> **REQUIRED ACTION**:
Could you write out the line containing "Target: green grass" and all the lines below it in the data, exactly, through the final one and nothing else?

------------------------------------

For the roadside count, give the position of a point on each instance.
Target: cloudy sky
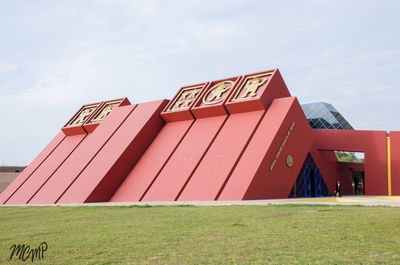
(58, 55)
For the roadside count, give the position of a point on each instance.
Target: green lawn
(278, 234)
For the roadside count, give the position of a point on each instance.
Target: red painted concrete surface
(395, 165)
(31, 168)
(372, 143)
(220, 159)
(81, 157)
(183, 162)
(46, 170)
(152, 162)
(110, 166)
(252, 177)
(237, 138)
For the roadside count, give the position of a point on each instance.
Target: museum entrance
(309, 182)
(351, 174)
(358, 181)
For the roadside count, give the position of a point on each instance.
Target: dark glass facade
(322, 115)
(310, 182)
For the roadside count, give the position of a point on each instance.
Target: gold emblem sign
(216, 94)
(250, 87)
(185, 98)
(103, 113)
(81, 117)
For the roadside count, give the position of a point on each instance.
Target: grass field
(279, 234)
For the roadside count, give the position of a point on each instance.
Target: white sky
(58, 55)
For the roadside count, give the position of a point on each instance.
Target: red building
(239, 138)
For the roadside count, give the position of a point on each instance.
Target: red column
(31, 168)
(81, 157)
(110, 166)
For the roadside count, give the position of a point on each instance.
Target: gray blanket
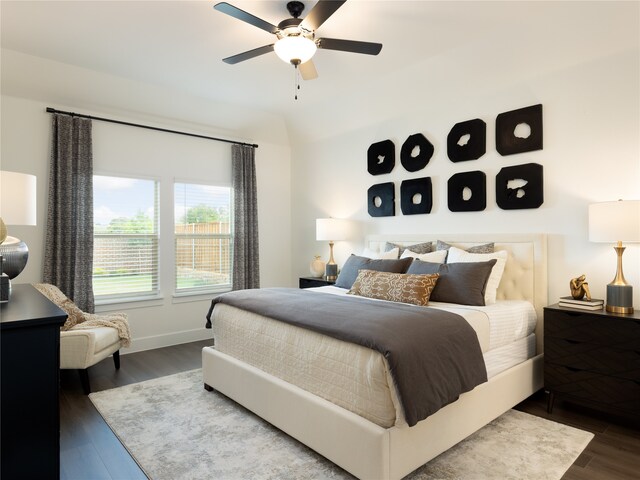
(433, 355)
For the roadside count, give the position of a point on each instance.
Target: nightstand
(309, 282)
(593, 358)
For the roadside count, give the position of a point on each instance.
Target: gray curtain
(68, 256)
(246, 265)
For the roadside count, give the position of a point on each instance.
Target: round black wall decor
(520, 186)
(471, 149)
(476, 183)
(381, 157)
(423, 152)
(416, 196)
(509, 140)
(381, 200)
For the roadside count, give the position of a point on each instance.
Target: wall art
(467, 192)
(416, 152)
(467, 140)
(520, 186)
(381, 200)
(381, 157)
(416, 196)
(519, 130)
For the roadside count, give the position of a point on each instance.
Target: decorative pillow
(354, 263)
(395, 287)
(461, 283)
(485, 248)
(460, 256)
(392, 254)
(421, 248)
(434, 257)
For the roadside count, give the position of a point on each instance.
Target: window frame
(183, 293)
(156, 293)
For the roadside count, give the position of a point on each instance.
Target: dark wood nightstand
(309, 282)
(593, 358)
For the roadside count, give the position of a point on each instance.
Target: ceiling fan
(296, 42)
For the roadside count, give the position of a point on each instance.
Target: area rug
(176, 430)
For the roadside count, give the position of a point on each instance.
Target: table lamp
(616, 222)
(333, 230)
(17, 207)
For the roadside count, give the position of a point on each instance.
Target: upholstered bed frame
(363, 448)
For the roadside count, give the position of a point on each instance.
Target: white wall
(25, 139)
(591, 153)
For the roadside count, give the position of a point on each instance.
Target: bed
(379, 446)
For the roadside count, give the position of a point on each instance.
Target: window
(125, 252)
(203, 237)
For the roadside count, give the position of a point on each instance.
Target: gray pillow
(461, 283)
(354, 264)
(421, 248)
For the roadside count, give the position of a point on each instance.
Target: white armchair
(86, 338)
(80, 349)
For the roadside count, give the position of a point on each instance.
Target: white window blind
(203, 241)
(126, 238)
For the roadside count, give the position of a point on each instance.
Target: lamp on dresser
(616, 222)
(331, 230)
(17, 207)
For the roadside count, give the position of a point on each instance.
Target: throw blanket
(433, 355)
(79, 320)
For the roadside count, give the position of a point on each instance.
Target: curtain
(68, 256)
(246, 266)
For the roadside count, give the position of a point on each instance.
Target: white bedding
(352, 376)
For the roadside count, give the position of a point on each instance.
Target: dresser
(310, 282)
(29, 363)
(593, 358)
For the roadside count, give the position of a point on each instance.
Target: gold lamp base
(619, 292)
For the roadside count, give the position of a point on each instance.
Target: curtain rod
(53, 110)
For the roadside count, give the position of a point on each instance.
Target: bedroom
(579, 60)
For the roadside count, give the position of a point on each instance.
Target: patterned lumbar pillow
(395, 287)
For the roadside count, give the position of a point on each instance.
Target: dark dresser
(593, 358)
(29, 410)
(310, 282)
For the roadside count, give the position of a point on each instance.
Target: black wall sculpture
(410, 190)
(381, 157)
(411, 163)
(384, 194)
(475, 181)
(474, 148)
(506, 141)
(520, 186)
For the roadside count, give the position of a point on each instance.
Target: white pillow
(433, 257)
(461, 256)
(390, 255)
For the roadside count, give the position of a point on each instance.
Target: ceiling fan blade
(354, 46)
(320, 13)
(308, 70)
(241, 57)
(235, 12)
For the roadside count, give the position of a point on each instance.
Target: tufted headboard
(525, 274)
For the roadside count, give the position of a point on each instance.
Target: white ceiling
(180, 44)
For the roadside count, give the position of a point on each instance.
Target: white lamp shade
(295, 48)
(612, 222)
(332, 229)
(17, 198)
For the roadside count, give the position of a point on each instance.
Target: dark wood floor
(89, 449)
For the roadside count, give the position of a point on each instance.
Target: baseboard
(167, 340)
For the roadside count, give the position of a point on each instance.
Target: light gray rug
(177, 430)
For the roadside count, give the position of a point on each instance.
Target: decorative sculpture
(580, 288)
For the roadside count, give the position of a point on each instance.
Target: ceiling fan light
(295, 49)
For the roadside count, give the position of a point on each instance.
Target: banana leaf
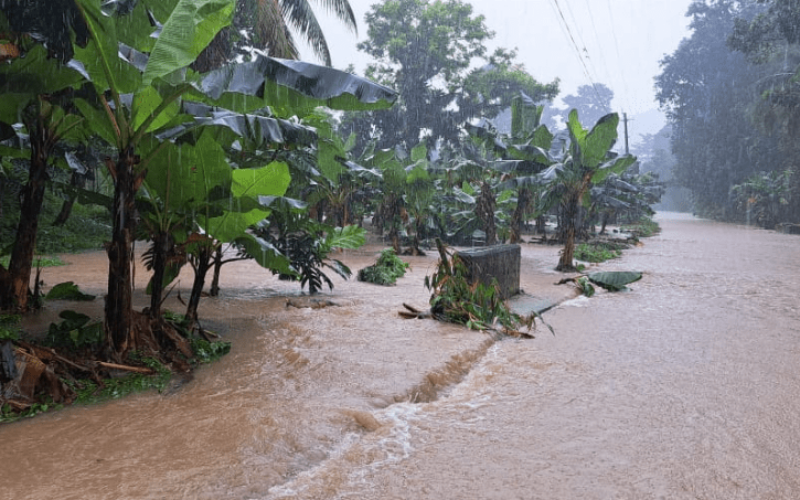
(614, 281)
(292, 87)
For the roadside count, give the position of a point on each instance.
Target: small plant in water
(386, 269)
(456, 299)
(597, 252)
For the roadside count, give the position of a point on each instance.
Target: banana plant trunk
(524, 199)
(203, 264)
(119, 305)
(571, 210)
(162, 244)
(214, 291)
(16, 282)
(484, 210)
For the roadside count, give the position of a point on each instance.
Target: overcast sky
(621, 41)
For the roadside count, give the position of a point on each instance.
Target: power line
(592, 67)
(577, 49)
(616, 47)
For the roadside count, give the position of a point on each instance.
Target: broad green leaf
(614, 280)
(419, 152)
(11, 106)
(265, 254)
(600, 140)
(291, 88)
(577, 134)
(134, 29)
(616, 166)
(34, 74)
(272, 180)
(67, 291)
(232, 225)
(542, 138)
(100, 57)
(145, 102)
(98, 121)
(184, 175)
(189, 29)
(346, 237)
(328, 154)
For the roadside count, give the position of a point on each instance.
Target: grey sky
(621, 41)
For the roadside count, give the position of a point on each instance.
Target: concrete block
(787, 228)
(498, 261)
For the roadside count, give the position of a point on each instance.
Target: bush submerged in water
(385, 271)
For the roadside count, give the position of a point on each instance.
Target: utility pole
(635, 168)
(625, 119)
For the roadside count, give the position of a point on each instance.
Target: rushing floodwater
(686, 387)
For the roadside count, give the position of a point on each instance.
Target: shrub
(386, 269)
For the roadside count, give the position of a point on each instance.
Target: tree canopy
(424, 49)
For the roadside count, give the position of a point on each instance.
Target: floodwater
(685, 387)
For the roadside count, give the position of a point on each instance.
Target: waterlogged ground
(685, 387)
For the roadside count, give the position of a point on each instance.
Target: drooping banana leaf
(614, 281)
(291, 88)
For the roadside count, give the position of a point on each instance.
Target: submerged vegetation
(117, 127)
(596, 252)
(386, 269)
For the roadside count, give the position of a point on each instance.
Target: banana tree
(146, 78)
(587, 161)
(36, 100)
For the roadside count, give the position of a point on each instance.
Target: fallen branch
(414, 313)
(134, 369)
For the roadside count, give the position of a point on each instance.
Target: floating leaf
(614, 281)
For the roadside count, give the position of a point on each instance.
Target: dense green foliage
(456, 299)
(424, 49)
(386, 269)
(597, 251)
(730, 93)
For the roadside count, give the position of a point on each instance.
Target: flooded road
(688, 386)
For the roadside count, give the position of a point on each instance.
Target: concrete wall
(498, 261)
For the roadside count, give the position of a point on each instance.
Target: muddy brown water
(685, 387)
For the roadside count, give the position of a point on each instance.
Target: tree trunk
(200, 272)
(77, 180)
(570, 215)
(214, 292)
(571, 210)
(119, 307)
(14, 293)
(162, 244)
(484, 210)
(518, 217)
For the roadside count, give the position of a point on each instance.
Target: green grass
(86, 229)
(9, 326)
(597, 252)
(385, 271)
(89, 392)
(52, 261)
(642, 228)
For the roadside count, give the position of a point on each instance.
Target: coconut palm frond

------------------------------------

> **EXERCISE ANSWER**:
Target: green grass
(86, 229)
(9, 326)
(597, 252)
(385, 271)
(89, 392)
(52, 261)
(642, 228)
For the roadside count, give the position of a point on each instance.
Target: coconut palm frond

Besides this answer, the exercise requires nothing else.